SOURCE EXTRACT >>
----

The southern line of Egypt only just touches the tropics; still the climate, influenced by the wide and hot deserts that hem the valley, is semi-tropical in character. The fruits of the tropics and the cereals of the temperate zone grow luxuriantly. Thus favored in climate as well as in the matter of irrigation, Egypt became in early times the granary of the East. To it less favored countries, when stricken by famine,—a calamity so common in the East in regions dependent upon the rainfall,—looked for food, as did the families of Israel during drought and failure of crops in Palestine.

22. The Prehistoric Age in Egypt (from an unknown antiquity to about 5000 B.C.).—Traces of man's existence in the Nile valley during the Paleolithic period have been found in several places, while in numerous localities in all parts of Egypt south of the delta, implements belonging to the Neolithic time have been discovered. Our knowledge of the people inhabiting the country in prehistoric times has thus been greatly increased in recent years. They dressed in skins, lived in mud or reed huts, and hunted the wild animals which inhabited the forests that in those distant times covered the river plains and the now desert plateaus bordering the valley.[1] These aboriginal folk seem to have been of Hamitic stock, being apparently an offshoot of the ancient Libyan race.

About 5000 B.C. there seems to have come into the valley a new people from the region of the Red Sea. These immigrants are believed to have come from some East African or South Arabian territory that had been under the influence of the culture which had already sprung up in the Babylonian plains. They may have brought with them, as has been supposed, implements of copper and bronze, some of the cereals, oxen, sheep and goats, a knowledge of the use of bricks for building material, a system of writing, and other elements of civilization. It is thought by some scholars that the historic Egyptians arose from the union of these invaders with the earlier settlers, while by other Egyptologists it is maintained that there never was any essential change in the Hamitic character of this people.

  1. The petrified remains of these forests, like the fossilized forests of Arizona in our own country, now lie strewn in places over the desert. One of these mummified forests is easily visited from llie modern city of Cairo.

----

DATASET EXCERPT >>
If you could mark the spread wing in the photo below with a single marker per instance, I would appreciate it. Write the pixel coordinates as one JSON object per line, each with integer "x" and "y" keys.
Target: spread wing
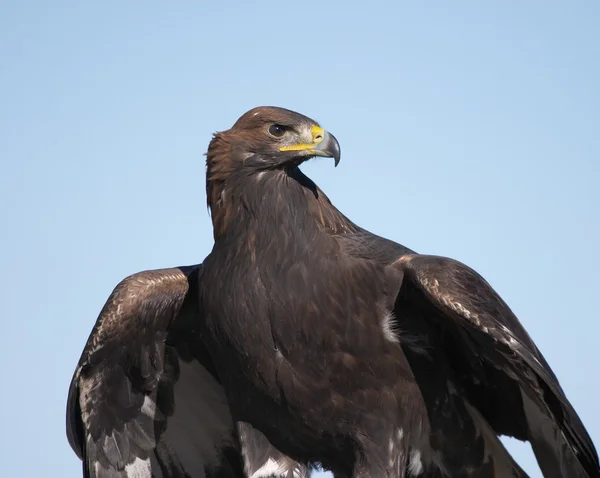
{"x": 145, "y": 400}
{"x": 504, "y": 365}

----

PROBLEM TO WORK ON >> Extract the portion of the passage on early Egypt that runs from "The southern line" up to and including "crops in Palestine.", copying it word for word.

RESULT >>
The southern line of Egypt only just touches the tropics; still the climate, influenced by the wide and hot deserts that hem the valley, is semi-tropical in character. The fruits of the tropics and the cereals of the temperate zone grow luxuriantly. Thus favored in climate as well as in the matter of irrigation, Egypt became in early times the granary of the East. To it less favored countries, when stricken by famine,—a calamity so common in the East in regions dependent upon the rainfall,—looked for food, as did the families of Israel during drought and failure of crops in Palestine.